> _Your objective_
Copy each line exactly.

╭─ Information supplied

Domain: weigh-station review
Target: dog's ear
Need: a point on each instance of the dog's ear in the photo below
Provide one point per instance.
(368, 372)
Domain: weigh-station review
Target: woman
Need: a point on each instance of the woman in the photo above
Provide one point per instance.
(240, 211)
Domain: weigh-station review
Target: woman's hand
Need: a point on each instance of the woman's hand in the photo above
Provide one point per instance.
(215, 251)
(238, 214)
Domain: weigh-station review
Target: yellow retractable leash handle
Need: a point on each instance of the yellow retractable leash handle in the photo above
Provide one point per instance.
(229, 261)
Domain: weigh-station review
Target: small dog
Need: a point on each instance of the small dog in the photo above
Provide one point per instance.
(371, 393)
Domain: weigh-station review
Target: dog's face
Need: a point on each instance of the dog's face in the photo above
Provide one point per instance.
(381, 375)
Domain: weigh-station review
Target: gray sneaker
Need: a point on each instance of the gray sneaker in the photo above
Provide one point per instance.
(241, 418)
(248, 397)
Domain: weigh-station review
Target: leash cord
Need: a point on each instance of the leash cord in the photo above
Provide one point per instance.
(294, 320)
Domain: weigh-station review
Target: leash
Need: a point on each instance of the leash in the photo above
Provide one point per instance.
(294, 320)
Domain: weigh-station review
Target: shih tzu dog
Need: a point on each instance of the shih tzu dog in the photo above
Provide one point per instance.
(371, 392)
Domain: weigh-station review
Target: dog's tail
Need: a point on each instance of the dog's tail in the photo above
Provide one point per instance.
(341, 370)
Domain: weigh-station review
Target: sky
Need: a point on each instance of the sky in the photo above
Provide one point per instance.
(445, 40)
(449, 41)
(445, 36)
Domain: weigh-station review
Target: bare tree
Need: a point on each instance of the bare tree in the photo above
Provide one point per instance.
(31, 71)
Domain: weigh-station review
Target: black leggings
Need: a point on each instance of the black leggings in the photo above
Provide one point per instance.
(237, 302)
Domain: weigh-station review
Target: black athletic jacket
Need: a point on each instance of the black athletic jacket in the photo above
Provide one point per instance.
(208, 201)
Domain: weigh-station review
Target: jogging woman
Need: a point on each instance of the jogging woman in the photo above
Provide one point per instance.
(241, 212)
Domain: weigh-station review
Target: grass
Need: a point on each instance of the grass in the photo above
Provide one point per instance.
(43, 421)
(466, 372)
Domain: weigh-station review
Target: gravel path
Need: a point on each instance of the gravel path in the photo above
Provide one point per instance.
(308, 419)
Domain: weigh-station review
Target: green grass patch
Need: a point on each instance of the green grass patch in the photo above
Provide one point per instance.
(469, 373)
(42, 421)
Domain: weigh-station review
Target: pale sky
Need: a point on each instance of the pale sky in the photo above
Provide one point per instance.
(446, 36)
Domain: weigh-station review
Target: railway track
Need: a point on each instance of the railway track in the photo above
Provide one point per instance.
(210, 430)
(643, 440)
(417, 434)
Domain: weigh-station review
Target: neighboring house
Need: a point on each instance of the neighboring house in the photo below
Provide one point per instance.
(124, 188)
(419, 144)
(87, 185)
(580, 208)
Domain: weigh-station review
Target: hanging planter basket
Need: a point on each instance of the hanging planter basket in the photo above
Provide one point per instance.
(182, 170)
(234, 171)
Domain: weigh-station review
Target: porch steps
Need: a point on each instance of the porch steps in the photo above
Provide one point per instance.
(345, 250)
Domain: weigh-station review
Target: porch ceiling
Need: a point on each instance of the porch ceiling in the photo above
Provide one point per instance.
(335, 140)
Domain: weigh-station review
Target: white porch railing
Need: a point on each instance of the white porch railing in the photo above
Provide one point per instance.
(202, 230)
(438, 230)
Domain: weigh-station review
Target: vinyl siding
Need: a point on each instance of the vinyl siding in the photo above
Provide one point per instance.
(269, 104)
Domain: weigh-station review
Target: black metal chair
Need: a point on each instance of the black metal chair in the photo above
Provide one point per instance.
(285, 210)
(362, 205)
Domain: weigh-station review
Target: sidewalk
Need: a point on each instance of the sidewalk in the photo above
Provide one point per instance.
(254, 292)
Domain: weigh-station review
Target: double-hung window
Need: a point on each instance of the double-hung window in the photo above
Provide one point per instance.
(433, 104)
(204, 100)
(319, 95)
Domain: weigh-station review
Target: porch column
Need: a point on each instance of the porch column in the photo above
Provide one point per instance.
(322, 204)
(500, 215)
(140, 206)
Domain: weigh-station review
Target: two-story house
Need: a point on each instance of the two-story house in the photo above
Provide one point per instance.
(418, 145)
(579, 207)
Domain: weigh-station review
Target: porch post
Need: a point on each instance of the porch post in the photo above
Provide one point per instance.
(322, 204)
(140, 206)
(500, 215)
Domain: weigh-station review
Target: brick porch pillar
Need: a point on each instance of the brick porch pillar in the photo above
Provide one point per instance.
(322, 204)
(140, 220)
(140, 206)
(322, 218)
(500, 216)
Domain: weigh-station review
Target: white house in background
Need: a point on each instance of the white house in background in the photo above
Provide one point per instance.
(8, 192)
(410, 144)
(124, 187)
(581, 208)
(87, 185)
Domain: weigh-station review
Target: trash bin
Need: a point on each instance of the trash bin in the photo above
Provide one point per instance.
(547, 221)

╰─

> _Solution below_
Domain: weigh-station review
Target: dog's ear
Need: a point on each instance of the dog's ear in the photo below
Provide one point per instance.
(368, 372)
Domain: weigh-station review
Target: woman
Need: a point on each instance of the woman in the photo above
Provide one point per instance.
(240, 211)
Domain: weigh-station review
Target: woman's hand
Need: a point on each instance of the woman's hand in the photo above
Provide one point per instance.
(215, 251)
(238, 214)
Domain: weigh-station review
Target: yellow retractable leash handle
Need: a point on each instance of the yellow retractable leash handle in the photo above
Provide one point per instance.
(229, 261)
Domain: weigh-station review
Target: small dog
Need: a point on each instance of the small dog in the photo above
Provide one point per instance.
(371, 393)
Domain: weigh-station review
Target: dog's face
Need: a point on each instance of the dog's face in the photo above
Provide one point per instance.
(381, 375)
Domain: weigh-station review
Target: gray sneaker
Need: a point on each instance of the gray sneaker in the photo above
Provide one point per instance.
(241, 418)
(248, 397)
Domain: weigh-station review
Target: leash cord
Need: a point on each instance of the leash cord in the photo above
Provide one point per instance.
(294, 320)
Domain: weigh-station review
Target: leash
Need: a point on each instance of the leash in the photo above
Provide one point per instance.
(294, 320)
Domain: weigh-station review
Target: shih tzu dog
Need: a point on each instance of the shih tzu dog in the photo above
Provide one point per instance.
(371, 392)
Domain: weigh-station review
Target: dog's tail
Need: a point on each instance of the dog's tail in the photo above
Provide one point per instance.
(341, 370)
Domain: weigh-station review
Target: sky
Need: a point on each instance of the sky in the photo above
Provide one point per instance.
(445, 40)
(449, 41)
(445, 36)
Domain: weigh-station review
Target: bare tree
Need: a point on each instance of the bare tree in the photo above
Provide one point per instance.
(31, 71)
Domain: weigh-station review
Target: black leggings
Need: a point on each instance of the black leggings in the photo above
Provide one point per instance.
(237, 302)
Domain: weigh-station review
Target: black athletic jacket
Need: a point on each instance of the black athletic jacket in the photo above
Provide one point per instance.
(208, 201)
Domain: weigh-station review
Target: jogging woman
Need: a point on each instance of the jogging woman in the photo above
Provide one point per instance.
(241, 212)
Domain: weigh-station review
Target: grass
Need: a point on each instance of the grass in the photo above
Provide one point per instance.
(43, 421)
(466, 372)
Domain: weigh-station review
Target: gravel path
Need: a point on each instance of the gravel path in the photo above
Provide one point per instance.
(308, 419)
Domain: weigh-station review
Target: green grass patch
Need: a point on each instance of the green grass patch in the photo above
Provide one point per instance.
(469, 373)
(42, 421)
Domain: weigh-station review
Target: pale sky
Need: a point on each instance of the pale sky in the photo above
Provide one point per instance.
(446, 36)
Domain: weigh-station review
Target: railway track
Need: a point on each instance of the railway track in the photo above
Provide one point per instance.
(210, 430)
(643, 440)
(417, 434)
Domain: weigh-station review
Target: neighboring house
Need: a point on each instance of the neighboring house in the photo below
Provide one point per instance.
(124, 188)
(419, 144)
(87, 185)
(580, 208)
Domain: weigh-station review
Target: hanging planter basket
Need: a point on each instance of the hanging planter basket in the photo above
Provide one point per instance.
(182, 170)
(234, 171)
Domain: weigh-station review
Target: porch steps
Need: a point on each instance of the porch steps in the photo above
Provide one point per instance.
(345, 250)
Domain: weigh-station review
Target: porch ceiling
Need: a point on each instance of the porch ceiling in the photo above
Provide one point per instance.
(335, 140)
Domain: weigh-station review
Target: white porch railing
Need: a point on each instance of the white porch railing in the photo above
Provide one point per instance.
(202, 230)
(438, 230)
Domain: weigh-station review
Target: vinyl siding
Need: a point on each instance of the vinyl siding in the photo above
Provide one point per instance.
(269, 104)
Domain: weigh-station review
Target: black metal chair
Need: a point on each instance of the black metal chair in the photo above
Provide one point per instance.
(285, 210)
(362, 205)
Domain: weigh-station review
Target: sidewalk
Need: a point on each instance of the sidewalk in the photo above
Provide one point per instance.
(254, 292)
Domain: weigh-station review
Target: double-hung window
Need: a point on each instance of the double-hung window in the photo above
Provide one point per instance.
(433, 104)
(204, 100)
(319, 95)
Domain: weigh-station review
Target: porch column
Need: a point on each instance of the porch column in the photo above
Provide one point per instance.
(322, 204)
(500, 215)
(140, 206)
Domain: weigh-station review
Target: two-story house
Need: a point on each instance of the two-story house in the photo above
Provide one point per instance.
(418, 145)
(579, 207)
Domain: weigh-station review
Target: porch post
Need: a point on each instance of the porch post in the photo above
Provide one point per instance.
(322, 204)
(140, 206)
(500, 215)
Domain: weigh-station review
Target: brick porch pillar
Need: a point on each instance of the brick porch pillar in the photo above
Provide one point per instance.
(322, 204)
(140, 220)
(140, 206)
(322, 218)
(500, 216)
Domain: weigh-station review
Target: white house in background
Need: a point on each instance of the white house in background in the photo above
Provide one point per instance.
(8, 192)
(410, 144)
(124, 187)
(581, 208)
(87, 185)
Domain: weigh-station review
Target: trash bin
Need: a point on each instance of the trash bin in the photo above
Provide one point per instance.
(547, 221)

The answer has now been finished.